## Exercise directions
Line by line, return the listing exactly, without any of the images.

/---

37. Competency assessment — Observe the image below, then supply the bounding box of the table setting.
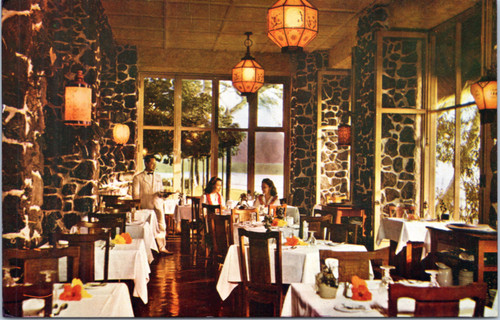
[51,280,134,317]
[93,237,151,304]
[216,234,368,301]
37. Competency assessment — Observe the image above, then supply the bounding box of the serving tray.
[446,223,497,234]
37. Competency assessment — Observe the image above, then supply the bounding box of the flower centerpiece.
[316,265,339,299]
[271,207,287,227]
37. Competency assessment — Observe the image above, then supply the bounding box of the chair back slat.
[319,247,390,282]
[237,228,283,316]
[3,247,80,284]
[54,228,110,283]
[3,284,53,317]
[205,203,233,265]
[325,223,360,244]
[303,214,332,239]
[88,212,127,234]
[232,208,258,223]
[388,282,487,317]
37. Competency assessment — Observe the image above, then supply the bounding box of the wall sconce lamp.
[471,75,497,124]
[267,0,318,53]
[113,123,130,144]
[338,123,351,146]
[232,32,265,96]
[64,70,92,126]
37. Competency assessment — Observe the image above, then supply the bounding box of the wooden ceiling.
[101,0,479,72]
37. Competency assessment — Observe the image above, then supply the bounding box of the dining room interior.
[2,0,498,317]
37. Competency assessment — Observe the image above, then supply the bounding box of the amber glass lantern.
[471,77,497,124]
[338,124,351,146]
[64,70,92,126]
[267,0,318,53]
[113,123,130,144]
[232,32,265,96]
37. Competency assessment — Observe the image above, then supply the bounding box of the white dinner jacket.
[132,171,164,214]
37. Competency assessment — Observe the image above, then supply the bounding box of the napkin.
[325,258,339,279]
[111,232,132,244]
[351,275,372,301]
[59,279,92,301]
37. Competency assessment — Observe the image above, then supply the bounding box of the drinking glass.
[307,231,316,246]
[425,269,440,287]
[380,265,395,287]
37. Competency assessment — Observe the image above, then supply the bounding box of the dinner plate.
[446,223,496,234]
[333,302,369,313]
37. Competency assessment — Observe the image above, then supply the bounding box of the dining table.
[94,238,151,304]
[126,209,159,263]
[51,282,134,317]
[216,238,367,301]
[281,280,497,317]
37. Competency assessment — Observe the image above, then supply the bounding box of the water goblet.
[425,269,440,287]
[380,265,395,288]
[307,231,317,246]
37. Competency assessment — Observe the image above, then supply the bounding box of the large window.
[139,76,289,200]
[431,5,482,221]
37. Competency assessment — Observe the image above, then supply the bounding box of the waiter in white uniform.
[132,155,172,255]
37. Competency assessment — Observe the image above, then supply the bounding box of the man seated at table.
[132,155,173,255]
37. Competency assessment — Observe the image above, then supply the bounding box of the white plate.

\---

## Task response
37. Competency assessment — Observe the image below, then supply the bounding box of the table setting.
[51,280,134,317]
[93,237,151,304]
[216,234,368,301]
37. Competency assessment — Observe the image above, then supply the bounding box of the serving tray.
[446,223,497,234]
37. Competency assessment — Observe the image above, then supply the bounding box of the flower centerpiece.
[316,265,339,299]
[271,207,287,227]
37. Competency assessment — Observe the image above, then supply the bounding box of the chair back slat.
[319,247,390,282]
[237,228,283,316]
[3,247,80,284]
[54,228,110,283]
[3,284,53,317]
[205,203,233,265]
[325,223,360,244]
[303,214,332,239]
[88,212,127,234]
[232,208,258,223]
[388,282,487,317]
37. Competency assessment — Observe the image above, then supply the bounding box of the wall sconce lamp.
[471,75,497,124]
[267,0,318,53]
[113,123,130,144]
[338,123,351,146]
[232,32,265,96]
[64,70,92,126]
37. Competency assessment — Observe the image above, then supply the bounding box of the wooden ceiling.
[101,0,479,72]
37. Competency assessment — Observe the image above, then supply the bounding box of the dining room interior.
[2,0,498,317]
37. Competency assessment — Observe the image above, then supply the bounding box of the amber glass lantern.
[471,77,497,124]
[338,124,351,146]
[64,70,92,126]
[267,0,318,53]
[113,123,130,144]
[232,32,265,96]
37. Competency assessment — Observe the image above, then supply the bounding box of the white dinner jacket.
[132,171,164,214]
37. Competency assessment — Observe the image above, then supply the bounding box of the napkin.
[325,258,339,279]
[111,232,132,244]
[351,275,372,301]
[59,279,92,301]
37. Competency assessment — Observe the image above, then supply the bounding box of the drinking glass.
[307,231,316,246]
[425,269,440,287]
[380,265,395,287]
37. Competency assessment — Observe the image above, then supply the bounding box of the dinner plate.
[446,223,496,234]
[333,302,369,313]
37. Competency assessment — Observe the image above, then supply the bounding box of the dining table.
[94,238,151,304]
[126,209,159,263]
[51,282,134,317]
[216,238,367,301]
[281,280,497,317]
37. Competency assessment — Observe the image above, then supply the bounding box of the water goblet.
[425,269,440,287]
[380,265,395,288]
[307,231,317,246]
37. Competency assessment — Observe the image above, then supply the bounding box of the large window.
[139,76,289,200]
[431,5,482,221]
37. Competency assessment — Observe the image above, then supply the bounding box of the waiter in white uniform.
[132,155,172,255]
37. Competency assessment — Observe the image above, then supply the bounding box of the man seated at table.
[132,155,173,255]
37. Competency assessment — Observe the image above, then supply the bounding box of the white plate.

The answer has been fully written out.